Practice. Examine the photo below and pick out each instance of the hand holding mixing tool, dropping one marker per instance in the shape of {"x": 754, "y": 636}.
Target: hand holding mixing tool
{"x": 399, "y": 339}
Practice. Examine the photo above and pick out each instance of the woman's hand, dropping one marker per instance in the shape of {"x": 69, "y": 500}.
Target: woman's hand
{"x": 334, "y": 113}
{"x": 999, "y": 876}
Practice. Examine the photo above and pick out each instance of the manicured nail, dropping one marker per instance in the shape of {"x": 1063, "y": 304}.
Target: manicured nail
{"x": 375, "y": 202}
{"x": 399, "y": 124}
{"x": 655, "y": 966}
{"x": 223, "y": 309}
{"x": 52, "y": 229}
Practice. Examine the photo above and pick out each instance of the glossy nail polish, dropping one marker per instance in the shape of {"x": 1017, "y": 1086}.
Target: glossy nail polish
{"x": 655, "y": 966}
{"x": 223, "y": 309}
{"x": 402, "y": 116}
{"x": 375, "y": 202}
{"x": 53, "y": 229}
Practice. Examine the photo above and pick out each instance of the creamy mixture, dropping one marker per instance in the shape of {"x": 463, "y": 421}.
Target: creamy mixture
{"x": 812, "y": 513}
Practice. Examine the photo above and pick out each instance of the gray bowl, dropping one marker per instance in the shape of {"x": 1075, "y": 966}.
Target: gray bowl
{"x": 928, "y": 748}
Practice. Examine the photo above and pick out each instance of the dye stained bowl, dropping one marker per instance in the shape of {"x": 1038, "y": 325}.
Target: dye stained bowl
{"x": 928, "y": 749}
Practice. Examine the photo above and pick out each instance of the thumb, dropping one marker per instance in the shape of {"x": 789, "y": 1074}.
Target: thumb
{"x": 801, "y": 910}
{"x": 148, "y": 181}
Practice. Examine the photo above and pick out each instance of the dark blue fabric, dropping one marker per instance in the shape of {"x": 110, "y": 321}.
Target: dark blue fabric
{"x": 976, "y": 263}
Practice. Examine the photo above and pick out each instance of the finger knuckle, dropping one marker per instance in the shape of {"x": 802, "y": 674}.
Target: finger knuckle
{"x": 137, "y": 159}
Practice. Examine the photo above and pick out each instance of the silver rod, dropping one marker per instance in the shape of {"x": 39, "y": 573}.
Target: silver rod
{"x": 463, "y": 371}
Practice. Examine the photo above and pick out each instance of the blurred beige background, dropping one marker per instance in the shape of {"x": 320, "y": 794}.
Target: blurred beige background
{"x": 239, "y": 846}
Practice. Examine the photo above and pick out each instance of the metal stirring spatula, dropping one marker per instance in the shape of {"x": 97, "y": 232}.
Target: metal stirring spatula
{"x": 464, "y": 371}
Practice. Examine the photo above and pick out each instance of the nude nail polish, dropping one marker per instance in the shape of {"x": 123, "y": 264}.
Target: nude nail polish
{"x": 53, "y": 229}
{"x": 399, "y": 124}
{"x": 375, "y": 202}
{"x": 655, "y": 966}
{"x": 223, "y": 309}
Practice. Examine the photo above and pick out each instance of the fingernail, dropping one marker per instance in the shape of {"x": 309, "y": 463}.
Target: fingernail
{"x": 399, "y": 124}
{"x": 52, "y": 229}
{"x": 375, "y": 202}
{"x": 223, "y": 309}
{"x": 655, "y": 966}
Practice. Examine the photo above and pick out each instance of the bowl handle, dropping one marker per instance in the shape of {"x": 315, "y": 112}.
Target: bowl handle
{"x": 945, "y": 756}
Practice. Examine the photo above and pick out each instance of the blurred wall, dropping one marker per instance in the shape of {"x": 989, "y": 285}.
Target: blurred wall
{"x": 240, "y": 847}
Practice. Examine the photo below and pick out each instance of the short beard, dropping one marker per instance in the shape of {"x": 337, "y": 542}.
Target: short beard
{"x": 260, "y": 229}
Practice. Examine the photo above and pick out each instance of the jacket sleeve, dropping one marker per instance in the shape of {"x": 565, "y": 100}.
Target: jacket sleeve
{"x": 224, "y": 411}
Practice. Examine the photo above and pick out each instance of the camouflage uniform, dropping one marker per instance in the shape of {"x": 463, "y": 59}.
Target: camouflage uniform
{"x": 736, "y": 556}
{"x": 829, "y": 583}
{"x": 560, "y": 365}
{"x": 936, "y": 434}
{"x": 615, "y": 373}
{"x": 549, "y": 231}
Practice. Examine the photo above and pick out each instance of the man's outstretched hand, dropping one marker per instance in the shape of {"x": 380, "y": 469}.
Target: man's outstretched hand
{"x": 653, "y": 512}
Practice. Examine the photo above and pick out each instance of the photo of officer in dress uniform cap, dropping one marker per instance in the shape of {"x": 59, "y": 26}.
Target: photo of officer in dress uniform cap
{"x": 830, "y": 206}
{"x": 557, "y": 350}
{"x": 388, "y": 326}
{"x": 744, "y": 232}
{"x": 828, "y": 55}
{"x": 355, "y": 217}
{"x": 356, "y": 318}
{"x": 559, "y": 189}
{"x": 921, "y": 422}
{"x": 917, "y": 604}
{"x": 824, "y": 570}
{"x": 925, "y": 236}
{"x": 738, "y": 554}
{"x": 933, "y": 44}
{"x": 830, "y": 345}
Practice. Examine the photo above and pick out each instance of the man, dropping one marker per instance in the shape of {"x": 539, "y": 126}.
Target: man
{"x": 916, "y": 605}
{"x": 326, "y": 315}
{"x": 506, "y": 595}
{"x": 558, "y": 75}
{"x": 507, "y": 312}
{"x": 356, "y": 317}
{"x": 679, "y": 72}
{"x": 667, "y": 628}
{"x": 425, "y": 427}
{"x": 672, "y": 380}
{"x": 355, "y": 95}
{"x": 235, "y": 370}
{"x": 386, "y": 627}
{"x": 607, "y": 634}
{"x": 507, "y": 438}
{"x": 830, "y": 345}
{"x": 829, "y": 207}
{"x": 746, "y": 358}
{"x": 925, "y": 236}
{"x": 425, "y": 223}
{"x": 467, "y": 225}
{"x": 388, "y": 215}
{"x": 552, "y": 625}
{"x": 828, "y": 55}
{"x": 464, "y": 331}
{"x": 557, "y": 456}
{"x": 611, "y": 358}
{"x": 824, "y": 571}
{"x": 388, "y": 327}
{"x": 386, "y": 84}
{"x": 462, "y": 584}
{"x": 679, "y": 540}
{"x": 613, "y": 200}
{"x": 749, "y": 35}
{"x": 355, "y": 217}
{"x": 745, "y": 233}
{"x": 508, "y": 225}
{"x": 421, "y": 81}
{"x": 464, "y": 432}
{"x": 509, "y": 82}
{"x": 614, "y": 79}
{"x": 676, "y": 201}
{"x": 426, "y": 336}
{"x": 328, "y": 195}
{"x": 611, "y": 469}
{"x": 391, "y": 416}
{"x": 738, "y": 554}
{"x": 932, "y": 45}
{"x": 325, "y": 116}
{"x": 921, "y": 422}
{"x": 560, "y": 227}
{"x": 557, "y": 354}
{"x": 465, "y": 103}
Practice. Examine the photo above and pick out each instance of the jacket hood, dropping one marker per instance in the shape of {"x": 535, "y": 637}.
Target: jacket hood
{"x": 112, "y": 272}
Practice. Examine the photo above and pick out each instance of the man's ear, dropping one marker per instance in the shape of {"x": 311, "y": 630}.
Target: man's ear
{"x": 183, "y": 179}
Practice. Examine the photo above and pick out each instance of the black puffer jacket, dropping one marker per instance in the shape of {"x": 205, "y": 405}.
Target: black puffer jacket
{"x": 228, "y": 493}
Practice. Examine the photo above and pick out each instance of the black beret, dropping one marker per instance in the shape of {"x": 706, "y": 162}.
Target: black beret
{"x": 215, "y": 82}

####################

Goal:
Retype all of the material above with every character intact.

Finished task:
Practice. Examine the photo below and pick out each instance of the hand holding mixing tool, dropping one marker per instance in the shape of {"x": 754, "y": 636}.
Target: hand holding mixing tool
{"x": 399, "y": 339}
Practice. Examine the photo above and pick out each instance of the woman's hand, dropping one marker per instance in the shape of {"x": 69, "y": 500}.
Target: woman's hand
{"x": 334, "y": 113}
{"x": 999, "y": 876}
Practice. Examine the photo above and pick out each instance of the manicured nail, dropping one marker per instance in the shape of {"x": 1063, "y": 304}.
Target: manicured nail
{"x": 375, "y": 202}
{"x": 399, "y": 124}
{"x": 655, "y": 966}
{"x": 223, "y": 309}
{"x": 52, "y": 229}
Practice. Examine the photo above and pick out each instance of the glossy nail polish, dropping one marker per instance in the shape of {"x": 1017, "y": 1086}.
Target: glossy nail polish
{"x": 655, "y": 966}
{"x": 223, "y": 309}
{"x": 402, "y": 116}
{"x": 375, "y": 202}
{"x": 53, "y": 229}
Practice. Examine the photo above and pick out each instance of the creamy mixture, dropping one marker per instance in the shape of {"x": 463, "y": 421}.
Target: creamy mixture
{"x": 812, "y": 513}
Practice. Examine the photo above and pick out each instance of the gray bowl, dropping one marker per instance in the shape of {"x": 1075, "y": 966}.
Target: gray bowl
{"x": 928, "y": 748}
Practice. Examine the photo above and pick out each instance of the dye stained bowl, dropping one marker per instance in the shape of {"x": 1038, "y": 325}.
Target: dye stained bowl
{"x": 928, "y": 749}
Practice. Examine the photo above and pick out each instance of the thumb, dropping one marker per instance in the shape of {"x": 789, "y": 1074}.
Target: thumb
{"x": 801, "y": 910}
{"x": 148, "y": 181}
Practice. Examine the photo above and pick out each instance of the dark blue fabric, dropping one marker per instance in the shape of {"x": 110, "y": 321}.
Target: dark blue fabric
{"x": 976, "y": 263}
Practice. Examine the photo above and pick out each instance of the finger knuckle, dropping one marker per instance in the shape of {"x": 802, "y": 674}.
Target: finger knuckle
{"x": 137, "y": 159}
Practice. Examine the photo above and pick out each instance of the silver rod, dropping one marker per instance in the shape of {"x": 39, "y": 573}.
Target: silver rod
{"x": 463, "y": 371}
Practice. Examine the photo above and pick out each instance of the blurred beige background, dropping one marker per instance in the shape of {"x": 320, "y": 794}.
Target: blurred beige background
{"x": 239, "y": 846}
Practice. Examine the photo above and pick out each instance of the metal stirring spatula, dropping one marker per instance in the shape of {"x": 97, "y": 232}.
Target: metal stirring spatula
{"x": 464, "y": 371}
Practice. Examine the photo above and pick out each instance of the nude nail polish, dropping one marker per instance in the shape of {"x": 123, "y": 264}.
Target: nude nail polish
{"x": 53, "y": 229}
{"x": 399, "y": 124}
{"x": 375, "y": 202}
{"x": 655, "y": 966}
{"x": 223, "y": 309}
Practice. Examine the photo above and pick out each instance of the fingernail, dropping one marker per instance in the shape of {"x": 309, "y": 463}.
Target: fingernail
{"x": 399, "y": 124}
{"x": 52, "y": 229}
{"x": 375, "y": 202}
{"x": 223, "y": 309}
{"x": 655, "y": 966}
Practice. Examine the photo above and pick out each instance of the bowl handle, dropping one marker per instance in the shape of {"x": 315, "y": 112}.
Target: bowl handle
{"x": 945, "y": 756}
Practice. Examine the photo above and pick out each instance of the blurred wall, dropping one marker per instance in the shape of {"x": 989, "y": 285}.
Target: blurred wall
{"x": 240, "y": 847}
Practice. Examine the photo below and pick out each instance of the short beard, dropping one marker per instance in the shape of {"x": 337, "y": 542}.
Target: short beard
{"x": 260, "y": 229}
Practice. Examine the photo above and pick out each instance of the jacket sleeve, dropping one marker per instance in the shape of {"x": 565, "y": 100}.
Target: jacket sleeve
{"x": 224, "y": 411}
Practice. Examine the photo above and pick out each instance of the camouflage uniform, dropping one marker per instance in the shape of {"x": 463, "y": 59}.
Target: camouflage uniform
{"x": 736, "y": 556}
{"x": 829, "y": 583}
{"x": 560, "y": 365}
{"x": 936, "y": 434}
{"x": 615, "y": 373}
{"x": 549, "y": 231}
Practice. Examine the photo above and pick out each instance of the man's outstretched hand, dropping one marker per instance in the shape of {"x": 380, "y": 469}.
Target: man's outstretched hand
{"x": 653, "y": 512}
Practice. Examine the photo above and pick out each instance of the photo of officer in dress uniform cap, dropping one marker per instance in the shape of {"x": 59, "y": 26}.
Target: photo of officer in dress uniform cap
{"x": 830, "y": 206}
{"x": 557, "y": 350}
{"x": 388, "y": 326}
{"x": 744, "y": 232}
{"x": 828, "y": 55}
{"x": 355, "y": 217}
{"x": 356, "y": 318}
{"x": 559, "y": 189}
{"x": 921, "y": 422}
{"x": 917, "y": 604}
{"x": 824, "y": 570}
{"x": 925, "y": 236}
{"x": 738, "y": 554}
{"x": 933, "y": 44}
{"x": 830, "y": 345}
Practice. Examine the photo above and pick out each instance of the man, dropping one marker per instance in the shape of {"x": 539, "y": 126}.
Target: man
{"x": 916, "y": 605}
{"x": 326, "y": 315}
{"x": 506, "y": 595}
{"x": 558, "y": 75}
{"x": 507, "y": 312}
{"x": 356, "y": 317}
{"x": 679, "y": 72}
{"x": 667, "y": 628}
{"x": 425, "y": 427}
{"x": 672, "y": 380}
{"x": 355, "y": 95}
{"x": 235, "y": 370}
{"x": 386, "y": 627}
{"x": 607, "y": 634}
{"x": 507, "y": 438}
{"x": 830, "y": 345}
{"x": 829, "y": 207}
{"x": 746, "y": 358}
{"x": 925, "y": 236}
{"x": 425, "y": 223}
{"x": 467, "y": 225}
{"x": 388, "y": 215}
{"x": 552, "y": 625}
{"x": 828, "y": 55}
{"x": 464, "y": 331}
{"x": 557, "y": 456}
{"x": 611, "y": 358}
{"x": 824, "y": 571}
{"x": 388, "y": 327}
{"x": 386, "y": 84}
{"x": 462, "y": 584}
{"x": 679, "y": 540}
{"x": 613, "y": 200}
{"x": 749, "y": 35}
{"x": 355, "y": 217}
{"x": 745, "y": 233}
{"x": 508, "y": 225}
{"x": 421, "y": 81}
{"x": 464, "y": 432}
{"x": 509, "y": 82}
{"x": 614, "y": 79}
{"x": 676, "y": 201}
{"x": 426, "y": 336}
{"x": 328, "y": 195}
{"x": 611, "y": 469}
{"x": 391, "y": 416}
{"x": 738, "y": 554}
{"x": 932, "y": 45}
{"x": 325, "y": 116}
{"x": 921, "y": 422}
{"x": 560, "y": 227}
{"x": 557, "y": 354}
{"x": 465, "y": 103}
Practice. Examine the photo above and pick out each instance of the jacket hood, dropping one marker per instance in the shape of {"x": 535, "y": 637}.
Target: jacket hood
{"x": 112, "y": 272}
Practice. Examine the photo above and pick out each instance of the man's ear, dropping one marker per instance in the shape of {"x": 311, "y": 630}.
Target: man's ear
{"x": 183, "y": 179}
Practice. Examine the photo above and pick out each instance of the black puffer jacket, dropping one marker per instance in the shape of {"x": 205, "y": 405}.
Target: black puffer jacket
{"x": 228, "y": 493}
Practice. Examine the photo above and pick out each instance of the black beret, dropping one marker per instance in the shape of {"x": 706, "y": 162}.
Target: black beret
{"x": 215, "y": 82}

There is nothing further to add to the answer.